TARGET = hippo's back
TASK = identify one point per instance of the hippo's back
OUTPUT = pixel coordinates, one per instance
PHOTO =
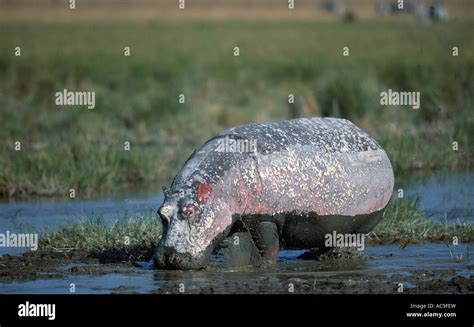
(325, 166)
(327, 135)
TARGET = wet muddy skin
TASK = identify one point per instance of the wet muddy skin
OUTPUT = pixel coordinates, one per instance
(420, 268)
(424, 268)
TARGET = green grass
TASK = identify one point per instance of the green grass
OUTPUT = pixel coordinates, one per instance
(94, 235)
(402, 223)
(137, 96)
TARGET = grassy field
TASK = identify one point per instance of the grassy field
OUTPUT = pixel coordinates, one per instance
(137, 96)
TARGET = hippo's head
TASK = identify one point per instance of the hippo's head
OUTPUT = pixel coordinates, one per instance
(192, 225)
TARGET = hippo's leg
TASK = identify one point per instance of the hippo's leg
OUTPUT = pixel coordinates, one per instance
(239, 250)
(268, 240)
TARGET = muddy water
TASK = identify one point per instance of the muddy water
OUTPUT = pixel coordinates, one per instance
(417, 267)
(420, 266)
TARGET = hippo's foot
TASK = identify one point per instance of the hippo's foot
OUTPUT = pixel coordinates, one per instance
(239, 250)
(313, 254)
(267, 240)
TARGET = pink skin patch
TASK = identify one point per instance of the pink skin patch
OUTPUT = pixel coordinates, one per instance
(191, 213)
(203, 192)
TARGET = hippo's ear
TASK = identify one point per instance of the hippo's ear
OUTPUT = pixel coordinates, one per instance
(203, 192)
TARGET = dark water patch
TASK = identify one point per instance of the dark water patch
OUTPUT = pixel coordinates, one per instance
(445, 197)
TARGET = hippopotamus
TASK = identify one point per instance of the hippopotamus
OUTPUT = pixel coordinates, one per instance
(283, 184)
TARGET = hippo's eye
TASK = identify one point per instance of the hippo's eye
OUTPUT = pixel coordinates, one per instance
(191, 213)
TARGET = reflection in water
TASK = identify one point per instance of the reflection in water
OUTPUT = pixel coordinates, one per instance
(451, 194)
(389, 261)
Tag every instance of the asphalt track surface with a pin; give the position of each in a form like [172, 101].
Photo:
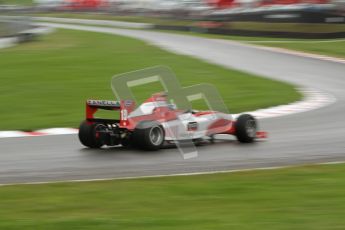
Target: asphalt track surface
[309, 137]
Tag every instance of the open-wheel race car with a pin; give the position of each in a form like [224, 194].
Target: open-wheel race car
[156, 122]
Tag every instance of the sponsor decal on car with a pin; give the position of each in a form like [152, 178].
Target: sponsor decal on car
[192, 126]
[103, 103]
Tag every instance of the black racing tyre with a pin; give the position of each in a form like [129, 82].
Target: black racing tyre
[88, 135]
[127, 142]
[246, 127]
[149, 135]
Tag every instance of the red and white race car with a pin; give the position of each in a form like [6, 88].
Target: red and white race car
[156, 122]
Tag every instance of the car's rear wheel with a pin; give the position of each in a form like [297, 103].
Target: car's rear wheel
[89, 134]
[246, 127]
[149, 135]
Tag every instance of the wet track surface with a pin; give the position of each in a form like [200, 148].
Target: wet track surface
[314, 136]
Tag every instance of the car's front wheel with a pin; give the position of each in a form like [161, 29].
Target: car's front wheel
[246, 127]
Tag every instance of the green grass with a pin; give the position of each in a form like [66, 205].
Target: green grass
[310, 197]
[334, 47]
[45, 83]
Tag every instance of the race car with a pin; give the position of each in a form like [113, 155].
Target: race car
[156, 122]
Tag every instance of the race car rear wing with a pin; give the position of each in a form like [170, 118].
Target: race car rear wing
[124, 106]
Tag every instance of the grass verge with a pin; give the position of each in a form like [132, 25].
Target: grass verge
[309, 197]
[45, 83]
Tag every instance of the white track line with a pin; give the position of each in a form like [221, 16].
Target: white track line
[172, 175]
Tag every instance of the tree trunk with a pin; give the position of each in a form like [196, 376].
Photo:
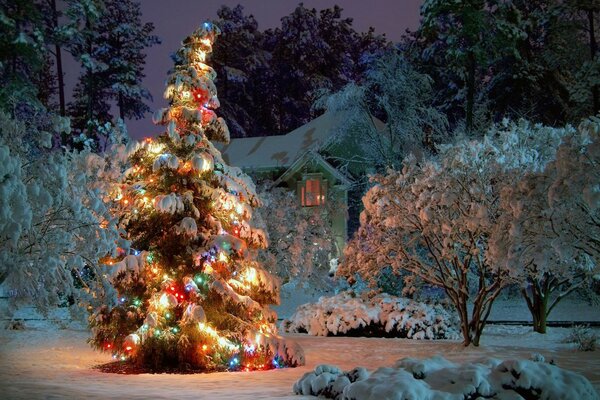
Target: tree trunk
[470, 90]
[121, 105]
[593, 48]
[59, 71]
[537, 302]
[463, 314]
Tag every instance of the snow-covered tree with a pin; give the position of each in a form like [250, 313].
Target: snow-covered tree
[574, 194]
[54, 226]
[466, 37]
[109, 39]
[434, 219]
[524, 241]
[125, 39]
[194, 297]
[312, 51]
[300, 249]
[239, 58]
[22, 50]
[393, 90]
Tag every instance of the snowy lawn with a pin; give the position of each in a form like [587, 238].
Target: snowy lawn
[58, 363]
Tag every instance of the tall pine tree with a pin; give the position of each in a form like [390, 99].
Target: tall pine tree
[194, 297]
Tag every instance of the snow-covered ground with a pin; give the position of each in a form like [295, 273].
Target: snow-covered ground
[53, 363]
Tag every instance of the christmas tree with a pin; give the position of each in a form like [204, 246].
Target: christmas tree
[193, 297]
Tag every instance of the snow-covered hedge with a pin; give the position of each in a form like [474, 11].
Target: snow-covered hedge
[439, 379]
[382, 315]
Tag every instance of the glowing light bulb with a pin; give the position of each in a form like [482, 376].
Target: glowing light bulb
[164, 300]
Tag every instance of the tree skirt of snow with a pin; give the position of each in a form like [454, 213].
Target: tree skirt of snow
[436, 378]
[382, 315]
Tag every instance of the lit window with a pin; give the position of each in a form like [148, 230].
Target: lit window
[312, 191]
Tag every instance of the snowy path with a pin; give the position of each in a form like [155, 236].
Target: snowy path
[57, 364]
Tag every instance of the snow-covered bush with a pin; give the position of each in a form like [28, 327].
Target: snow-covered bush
[53, 224]
[301, 239]
[439, 379]
[382, 315]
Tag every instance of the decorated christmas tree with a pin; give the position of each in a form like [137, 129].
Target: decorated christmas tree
[191, 295]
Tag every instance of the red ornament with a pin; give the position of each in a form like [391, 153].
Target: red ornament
[200, 95]
[208, 116]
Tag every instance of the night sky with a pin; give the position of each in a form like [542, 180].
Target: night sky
[176, 19]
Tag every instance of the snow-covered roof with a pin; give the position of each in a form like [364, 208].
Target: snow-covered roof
[283, 150]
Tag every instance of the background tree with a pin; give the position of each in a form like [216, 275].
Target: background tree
[300, 250]
[239, 59]
[523, 241]
[109, 43]
[54, 227]
[466, 37]
[124, 40]
[22, 50]
[393, 91]
[194, 297]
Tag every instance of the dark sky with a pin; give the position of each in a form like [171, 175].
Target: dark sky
[175, 19]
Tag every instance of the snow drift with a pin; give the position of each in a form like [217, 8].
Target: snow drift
[439, 379]
[382, 315]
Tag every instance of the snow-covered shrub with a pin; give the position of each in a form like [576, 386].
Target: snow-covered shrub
[583, 337]
[439, 379]
[301, 239]
[53, 223]
[382, 315]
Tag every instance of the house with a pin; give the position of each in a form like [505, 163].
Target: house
[295, 160]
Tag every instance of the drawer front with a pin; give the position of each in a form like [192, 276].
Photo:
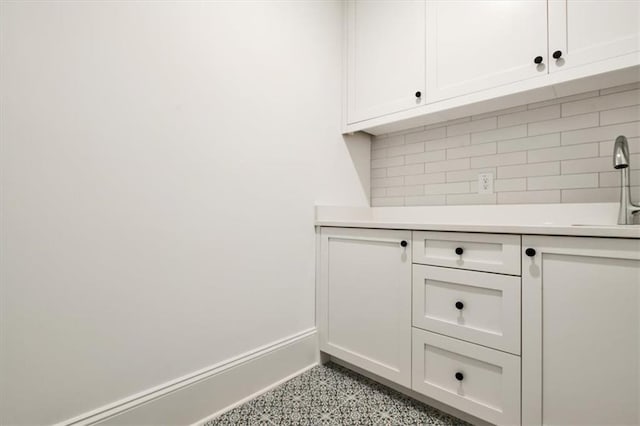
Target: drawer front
[480, 252]
[474, 306]
[480, 381]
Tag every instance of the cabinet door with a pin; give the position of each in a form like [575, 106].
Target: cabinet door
[591, 31]
[365, 299]
[385, 57]
[581, 331]
[475, 45]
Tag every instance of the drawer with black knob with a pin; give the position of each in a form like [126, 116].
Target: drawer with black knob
[480, 381]
[499, 253]
[473, 306]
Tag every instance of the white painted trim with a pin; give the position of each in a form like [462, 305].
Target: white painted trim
[131, 402]
[469, 418]
[252, 396]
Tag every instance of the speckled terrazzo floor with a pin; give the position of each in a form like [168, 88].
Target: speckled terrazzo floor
[333, 395]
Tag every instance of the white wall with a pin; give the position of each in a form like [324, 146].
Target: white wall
[160, 162]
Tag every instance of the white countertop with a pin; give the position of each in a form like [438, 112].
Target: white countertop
[585, 220]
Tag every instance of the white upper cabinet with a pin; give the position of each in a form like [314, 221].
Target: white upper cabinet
[582, 32]
[385, 57]
[580, 331]
[476, 45]
[470, 56]
[365, 299]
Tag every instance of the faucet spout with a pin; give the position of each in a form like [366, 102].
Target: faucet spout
[628, 212]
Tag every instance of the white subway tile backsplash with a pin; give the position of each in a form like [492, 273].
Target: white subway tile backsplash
[620, 115]
[443, 166]
[472, 151]
[463, 199]
[378, 192]
[499, 160]
[546, 152]
[378, 173]
[499, 112]
[622, 88]
[468, 175]
[396, 191]
[499, 134]
[526, 170]
[599, 103]
[388, 141]
[387, 201]
[606, 147]
[472, 126]
[596, 195]
[378, 153]
[564, 153]
[412, 169]
[387, 162]
[528, 197]
[599, 134]
[452, 142]
[425, 157]
[562, 124]
[424, 179]
[516, 184]
[564, 99]
[613, 178]
[447, 188]
[426, 135]
[587, 180]
[427, 200]
[533, 142]
[592, 195]
[384, 182]
[412, 148]
[586, 165]
[529, 116]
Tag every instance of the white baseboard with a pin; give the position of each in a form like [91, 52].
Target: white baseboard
[413, 394]
[193, 398]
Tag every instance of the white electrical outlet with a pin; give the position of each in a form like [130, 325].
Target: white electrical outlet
[485, 183]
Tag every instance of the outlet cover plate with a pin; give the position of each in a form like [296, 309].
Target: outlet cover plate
[485, 183]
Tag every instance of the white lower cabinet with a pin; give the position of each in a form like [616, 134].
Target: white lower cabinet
[580, 331]
[478, 380]
[473, 306]
[559, 345]
[365, 299]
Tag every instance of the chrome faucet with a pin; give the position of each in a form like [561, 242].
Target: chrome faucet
[628, 211]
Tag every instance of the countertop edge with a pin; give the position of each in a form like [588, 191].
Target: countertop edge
[607, 231]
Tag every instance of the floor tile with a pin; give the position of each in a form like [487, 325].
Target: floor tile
[332, 395]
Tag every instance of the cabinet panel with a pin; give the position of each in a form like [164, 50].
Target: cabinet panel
[477, 380]
[592, 31]
[365, 299]
[476, 45]
[581, 331]
[385, 57]
[473, 306]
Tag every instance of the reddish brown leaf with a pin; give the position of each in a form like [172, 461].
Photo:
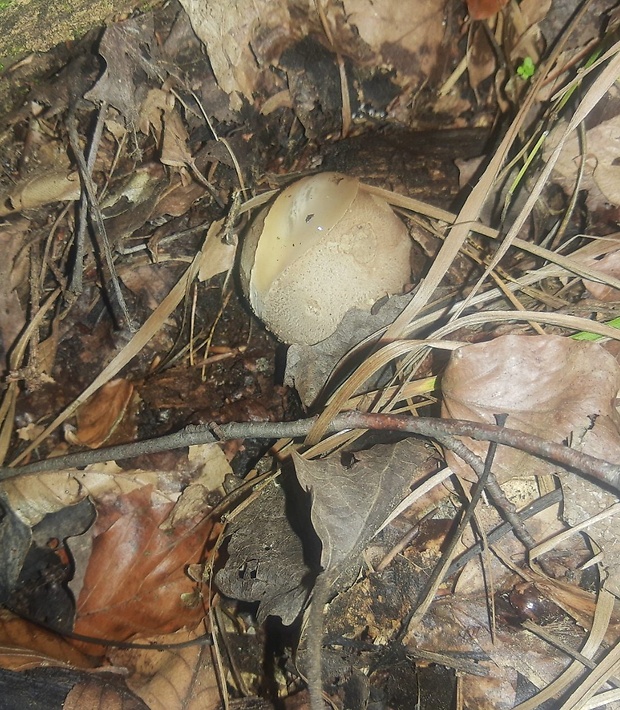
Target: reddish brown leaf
[136, 573]
[483, 9]
[99, 417]
[24, 645]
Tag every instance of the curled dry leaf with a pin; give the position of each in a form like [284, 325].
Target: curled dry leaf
[557, 388]
[26, 645]
[240, 38]
[175, 678]
[610, 266]
[53, 185]
[136, 575]
[561, 390]
[100, 415]
[351, 503]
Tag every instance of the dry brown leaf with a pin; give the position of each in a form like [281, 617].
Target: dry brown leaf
[610, 265]
[240, 39]
[12, 318]
[557, 388]
[98, 418]
[52, 185]
[102, 693]
[403, 36]
[151, 282]
[483, 9]
[136, 574]
[218, 256]
[182, 679]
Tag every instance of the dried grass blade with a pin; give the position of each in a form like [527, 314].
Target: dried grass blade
[602, 616]
[152, 324]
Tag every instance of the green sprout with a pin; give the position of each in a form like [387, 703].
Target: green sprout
[526, 69]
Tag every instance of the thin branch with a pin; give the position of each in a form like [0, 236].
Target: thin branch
[442, 430]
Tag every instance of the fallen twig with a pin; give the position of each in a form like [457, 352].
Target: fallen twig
[438, 429]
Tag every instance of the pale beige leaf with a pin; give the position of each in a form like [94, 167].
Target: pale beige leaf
[554, 387]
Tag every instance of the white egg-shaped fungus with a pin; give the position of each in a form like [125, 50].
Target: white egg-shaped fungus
[324, 246]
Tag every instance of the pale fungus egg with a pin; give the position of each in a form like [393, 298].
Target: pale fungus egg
[325, 245]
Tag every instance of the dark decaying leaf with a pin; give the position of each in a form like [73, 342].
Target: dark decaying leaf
[40, 592]
[122, 48]
[15, 538]
[52, 688]
[350, 504]
[266, 554]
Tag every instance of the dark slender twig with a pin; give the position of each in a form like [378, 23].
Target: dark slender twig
[509, 512]
[96, 216]
[447, 555]
[76, 278]
[437, 429]
[498, 533]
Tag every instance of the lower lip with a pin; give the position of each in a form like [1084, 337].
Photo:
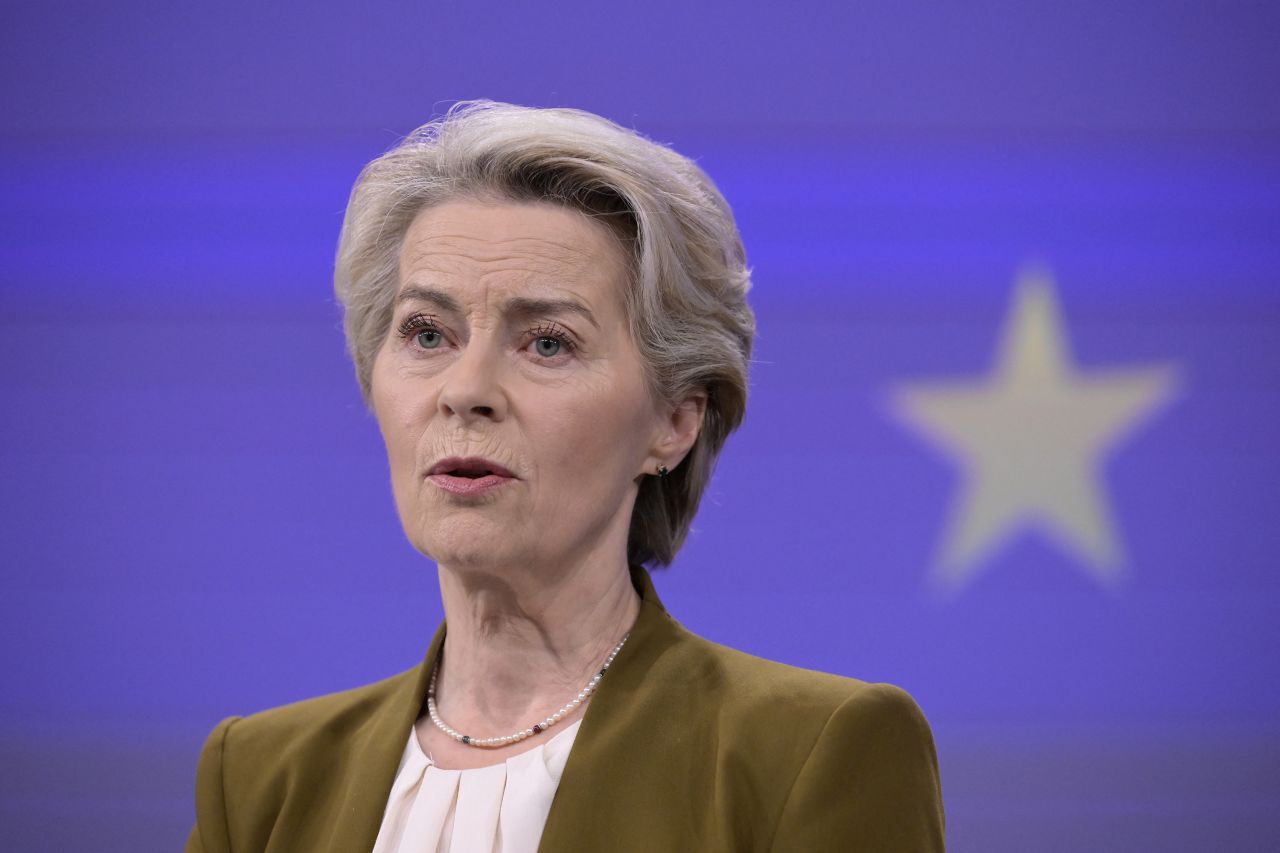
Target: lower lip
[467, 486]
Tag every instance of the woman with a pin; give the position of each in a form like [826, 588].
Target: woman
[547, 315]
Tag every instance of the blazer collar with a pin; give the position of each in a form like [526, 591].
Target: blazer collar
[378, 743]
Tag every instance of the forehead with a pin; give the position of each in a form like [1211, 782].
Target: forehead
[513, 246]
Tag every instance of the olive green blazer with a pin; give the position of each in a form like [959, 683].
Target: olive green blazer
[686, 746]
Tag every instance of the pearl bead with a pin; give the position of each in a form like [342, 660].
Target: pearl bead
[526, 733]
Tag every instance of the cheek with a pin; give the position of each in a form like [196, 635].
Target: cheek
[594, 439]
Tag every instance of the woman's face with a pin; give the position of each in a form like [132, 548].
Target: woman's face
[510, 342]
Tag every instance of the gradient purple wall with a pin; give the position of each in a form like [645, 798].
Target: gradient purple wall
[197, 519]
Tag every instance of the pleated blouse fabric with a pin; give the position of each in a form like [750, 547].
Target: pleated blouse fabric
[499, 808]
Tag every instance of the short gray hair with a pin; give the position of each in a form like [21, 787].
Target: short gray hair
[686, 301]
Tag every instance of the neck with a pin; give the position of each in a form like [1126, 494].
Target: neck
[520, 644]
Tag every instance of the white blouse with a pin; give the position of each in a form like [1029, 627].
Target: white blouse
[499, 808]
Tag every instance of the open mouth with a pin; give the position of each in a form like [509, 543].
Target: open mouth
[469, 474]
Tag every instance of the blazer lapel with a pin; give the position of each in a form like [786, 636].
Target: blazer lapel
[378, 743]
[376, 748]
[625, 734]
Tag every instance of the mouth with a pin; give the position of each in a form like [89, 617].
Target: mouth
[469, 475]
[470, 468]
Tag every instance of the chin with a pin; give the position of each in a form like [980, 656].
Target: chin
[466, 543]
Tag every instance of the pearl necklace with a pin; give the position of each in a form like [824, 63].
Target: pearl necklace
[493, 743]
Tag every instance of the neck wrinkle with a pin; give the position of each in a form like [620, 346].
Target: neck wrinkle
[510, 660]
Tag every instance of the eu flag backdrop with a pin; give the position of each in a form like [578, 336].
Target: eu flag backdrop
[1011, 436]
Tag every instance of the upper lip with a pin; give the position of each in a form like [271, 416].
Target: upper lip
[469, 464]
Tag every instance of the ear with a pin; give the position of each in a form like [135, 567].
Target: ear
[677, 432]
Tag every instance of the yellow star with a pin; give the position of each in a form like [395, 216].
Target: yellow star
[1031, 438]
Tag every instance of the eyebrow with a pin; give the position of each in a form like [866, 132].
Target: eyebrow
[515, 306]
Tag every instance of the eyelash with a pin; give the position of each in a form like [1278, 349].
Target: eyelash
[419, 323]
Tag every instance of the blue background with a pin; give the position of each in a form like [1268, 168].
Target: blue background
[197, 519]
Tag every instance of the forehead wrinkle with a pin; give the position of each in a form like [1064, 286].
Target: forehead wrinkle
[487, 250]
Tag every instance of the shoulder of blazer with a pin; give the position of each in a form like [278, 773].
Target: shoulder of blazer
[690, 744]
[318, 771]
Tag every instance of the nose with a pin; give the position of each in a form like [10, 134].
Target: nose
[472, 384]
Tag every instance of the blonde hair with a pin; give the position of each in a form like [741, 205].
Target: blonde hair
[686, 301]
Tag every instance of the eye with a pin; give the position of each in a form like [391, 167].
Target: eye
[421, 331]
[551, 341]
[429, 338]
[548, 347]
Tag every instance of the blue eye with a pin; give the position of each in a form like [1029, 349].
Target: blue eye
[428, 338]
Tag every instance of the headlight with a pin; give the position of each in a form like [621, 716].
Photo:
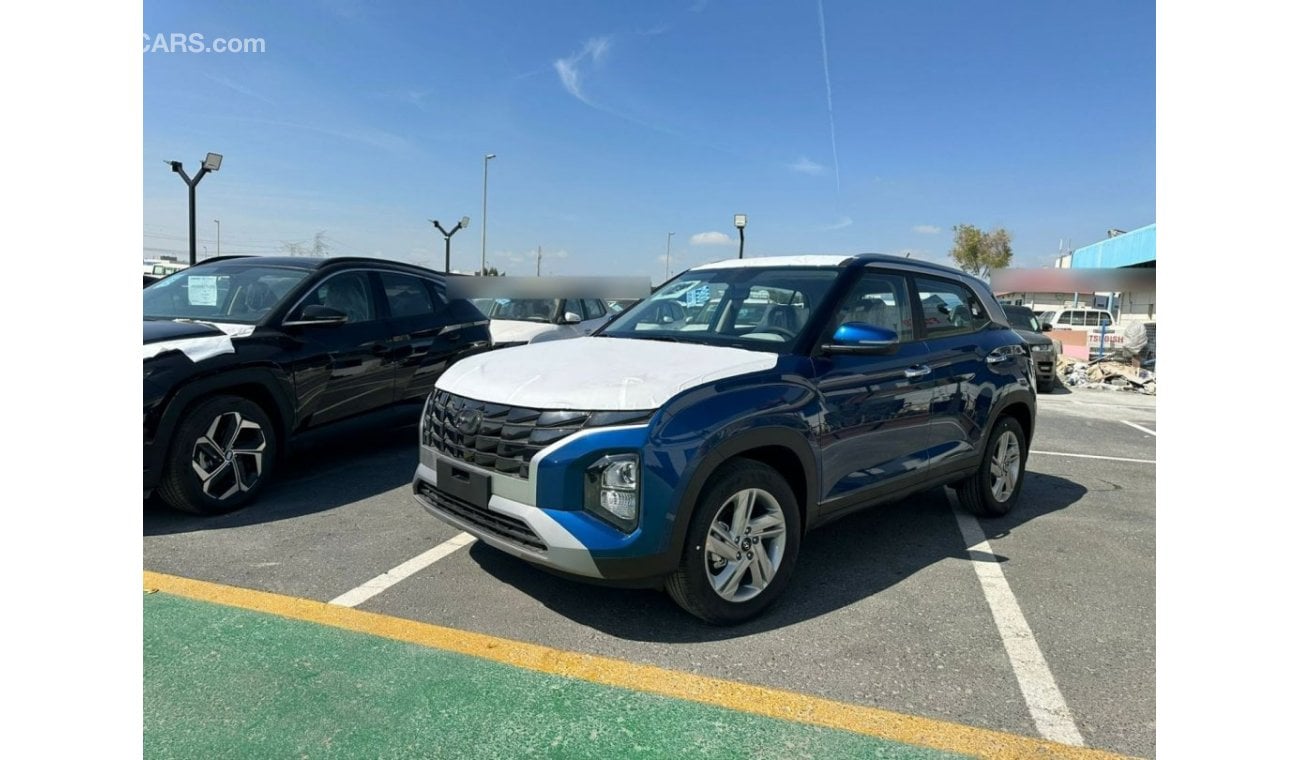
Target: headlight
[612, 490]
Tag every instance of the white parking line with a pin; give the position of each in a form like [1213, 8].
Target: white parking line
[1047, 706]
[1148, 431]
[404, 570]
[1092, 456]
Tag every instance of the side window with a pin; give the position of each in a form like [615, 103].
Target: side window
[407, 295]
[879, 300]
[349, 292]
[950, 308]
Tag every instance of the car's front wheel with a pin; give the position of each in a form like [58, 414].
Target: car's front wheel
[993, 489]
[741, 546]
[221, 455]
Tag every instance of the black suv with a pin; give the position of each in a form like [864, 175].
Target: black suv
[241, 352]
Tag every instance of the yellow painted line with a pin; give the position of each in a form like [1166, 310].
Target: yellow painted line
[645, 678]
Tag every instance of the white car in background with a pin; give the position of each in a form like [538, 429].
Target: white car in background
[518, 321]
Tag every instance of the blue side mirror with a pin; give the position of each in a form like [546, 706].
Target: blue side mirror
[862, 338]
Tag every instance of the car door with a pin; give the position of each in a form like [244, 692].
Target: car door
[958, 364]
[342, 369]
[425, 334]
[875, 431]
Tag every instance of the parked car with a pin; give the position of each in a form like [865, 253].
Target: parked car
[694, 455]
[518, 321]
[242, 354]
[1043, 350]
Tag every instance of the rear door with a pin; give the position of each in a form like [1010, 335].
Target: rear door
[875, 434]
[957, 360]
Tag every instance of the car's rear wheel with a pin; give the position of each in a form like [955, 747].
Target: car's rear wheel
[741, 546]
[221, 456]
[993, 489]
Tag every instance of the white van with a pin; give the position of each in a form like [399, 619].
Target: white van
[1077, 318]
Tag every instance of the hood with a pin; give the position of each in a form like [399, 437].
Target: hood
[1034, 338]
[599, 374]
[516, 330]
[157, 330]
[198, 341]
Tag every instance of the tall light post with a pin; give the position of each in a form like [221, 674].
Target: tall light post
[667, 259]
[446, 235]
[212, 163]
[482, 268]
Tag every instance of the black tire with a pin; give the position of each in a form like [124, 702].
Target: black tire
[770, 502]
[229, 437]
[986, 494]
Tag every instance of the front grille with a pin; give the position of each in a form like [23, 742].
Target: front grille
[501, 525]
[505, 438]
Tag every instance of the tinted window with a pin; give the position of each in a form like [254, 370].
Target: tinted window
[879, 300]
[407, 295]
[347, 292]
[949, 308]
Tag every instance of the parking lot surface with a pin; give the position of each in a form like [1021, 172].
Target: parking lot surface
[1039, 624]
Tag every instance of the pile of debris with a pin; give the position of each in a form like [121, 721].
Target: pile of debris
[1113, 376]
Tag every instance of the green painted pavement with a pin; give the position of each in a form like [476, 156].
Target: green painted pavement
[226, 682]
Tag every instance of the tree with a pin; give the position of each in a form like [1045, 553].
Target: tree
[979, 252]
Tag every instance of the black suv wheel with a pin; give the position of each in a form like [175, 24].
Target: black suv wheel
[993, 490]
[741, 546]
[220, 456]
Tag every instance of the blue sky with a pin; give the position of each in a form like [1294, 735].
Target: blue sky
[836, 126]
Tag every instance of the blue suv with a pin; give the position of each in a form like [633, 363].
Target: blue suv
[694, 451]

▶ Assigned task
Write out, exactly and with no pictures, the lines of the data from the first through the line containing "TASK = identify one point per instance of the wet".

▶ Exercise answer
TARGET = hippo's back
TASK = identify one point per instance of the hippo's back
OUTPUT = pixel coordinates, one per instance
PHOTO =
(325, 166)
(327, 135)
TARGET = wet muddy skin
TASK = identify one point per instance of the wet muddy skin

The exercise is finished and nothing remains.